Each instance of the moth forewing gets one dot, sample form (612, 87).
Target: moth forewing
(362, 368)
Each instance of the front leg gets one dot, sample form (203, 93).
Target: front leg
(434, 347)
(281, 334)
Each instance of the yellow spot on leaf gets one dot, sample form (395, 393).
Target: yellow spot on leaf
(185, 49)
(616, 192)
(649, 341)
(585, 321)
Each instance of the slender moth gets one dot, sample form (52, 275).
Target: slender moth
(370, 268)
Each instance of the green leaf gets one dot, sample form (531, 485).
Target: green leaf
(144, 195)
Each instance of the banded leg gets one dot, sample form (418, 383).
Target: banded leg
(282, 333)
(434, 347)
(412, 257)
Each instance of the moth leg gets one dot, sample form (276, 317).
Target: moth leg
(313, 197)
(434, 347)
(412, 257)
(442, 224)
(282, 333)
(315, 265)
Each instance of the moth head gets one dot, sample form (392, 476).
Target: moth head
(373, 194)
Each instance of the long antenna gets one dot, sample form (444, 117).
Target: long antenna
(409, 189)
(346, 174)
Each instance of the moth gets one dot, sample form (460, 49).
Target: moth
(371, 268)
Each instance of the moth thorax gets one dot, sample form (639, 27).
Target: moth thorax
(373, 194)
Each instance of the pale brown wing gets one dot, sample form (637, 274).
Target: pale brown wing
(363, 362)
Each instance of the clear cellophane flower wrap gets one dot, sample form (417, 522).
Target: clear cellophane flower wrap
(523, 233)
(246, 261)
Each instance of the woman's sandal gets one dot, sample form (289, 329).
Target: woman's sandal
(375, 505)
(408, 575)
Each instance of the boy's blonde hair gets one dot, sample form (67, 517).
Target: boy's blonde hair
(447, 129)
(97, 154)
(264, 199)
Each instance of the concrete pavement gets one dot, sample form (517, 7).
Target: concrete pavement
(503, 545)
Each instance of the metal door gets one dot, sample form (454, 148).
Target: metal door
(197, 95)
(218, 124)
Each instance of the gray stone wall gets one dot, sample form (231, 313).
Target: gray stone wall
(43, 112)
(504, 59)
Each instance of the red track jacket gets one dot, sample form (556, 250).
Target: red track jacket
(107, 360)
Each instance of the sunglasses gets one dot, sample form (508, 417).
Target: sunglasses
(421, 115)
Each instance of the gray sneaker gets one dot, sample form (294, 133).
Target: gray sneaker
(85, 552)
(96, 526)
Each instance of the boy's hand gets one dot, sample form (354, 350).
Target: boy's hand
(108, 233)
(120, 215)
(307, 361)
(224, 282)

.....

-- Work to complete --
Replace "gets one dot" with "gets one point" throughout the records above, and write them out again with nothing else changed.

-- Written answer --
Each instance of the moth forewing gets one point, sample form (612, 87).
Target: moth forewing
(362, 368)
Each instance of the front leg gets one point, sample form (203, 93).
Target: front leg
(434, 347)
(281, 334)
Each instance of the yellow spot on leaf gets one point, sample form (395, 393).
Target: yellow spot on leaf
(185, 49)
(616, 192)
(649, 341)
(585, 321)
Each instance of the slender moth gets one point, sample form (52, 275).
Target: slender moth
(370, 268)
Each instance of the green leaf gets one point, sample form (531, 485).
Target: green leaf
(144, 195)
Each instance of the banded leg gets one point, sample form (418, 383).
Target: banded leg
(282, 333)
(434, 347)
(412, 257)
Each instance of the moth leg gets one point, sample form (276, 317).
Target: moth leg
(313, 197)
(434, 347)
(412, 257)
(442, 224)
(282, 333)
(315, 265)
Each instance of the moth head gets one point, sample form (392, 476).
Target: moth head
(373, 194)
Each instance of the long antenna gets one point, sample form (444, 117).
Target: long antenna
(409, 189)
(346, 174)
Each instance of the moth gets one point, sample form (460, 49).
Target: moth
(371, 268)
Each instance of the moth thorax gets one point, sample form (639, 27).
Target: moth thorax
(373, 194)
Each instance of the pale brown wing gets one point, sample form (637, 274).
Target: pale brown wing
(363, 362)
Each instance of the clear cellophane flower wrap gets one point, sample form (417, 522).
Target: clear cellophane flower wrap
(523, 233)
(246, 261)
Each instance of the woman's sandal gets one point, sample form (289, 329).
Target: woman's sandal
(375, 505)
(408, 575)
Each instance of the boy's blonde hair gets one point, sample form (67, 517).
Target: boy's blonde hair
(447, 129)
(97, 154)
(264, 199)
Each instance of the concrete pavement gets one point, sample form (517, 7).
Target: concrete pavement
(503, 545)
Each instance of the metal door gets one point, sample form (454, 148).
Target: metal door
(197, 95)
(218, 124)
Each instance of the gray stone wall gets one point, sample form (231, 313).
Target: gray stone wall
(43, 112)
(504, 59)
Each instance of the red track jacket gets one point, sample form (556, 250).
Target: red track jacket
(107, 360)
Each instance of the sunglasses gets one point, sample form (508, 417).
Target: sunglasses
(421, 115)
Each instance of the gray sneaker gets one point, sample form (294, 133).
Target: gray sneaker
(85, 552)
(96, 526)
Each instance of the boy's hand gets one point, sample form (354, 350).
Target: boy's hand
(108, 233)
(120, 215)
(307, 361)
(224, 282)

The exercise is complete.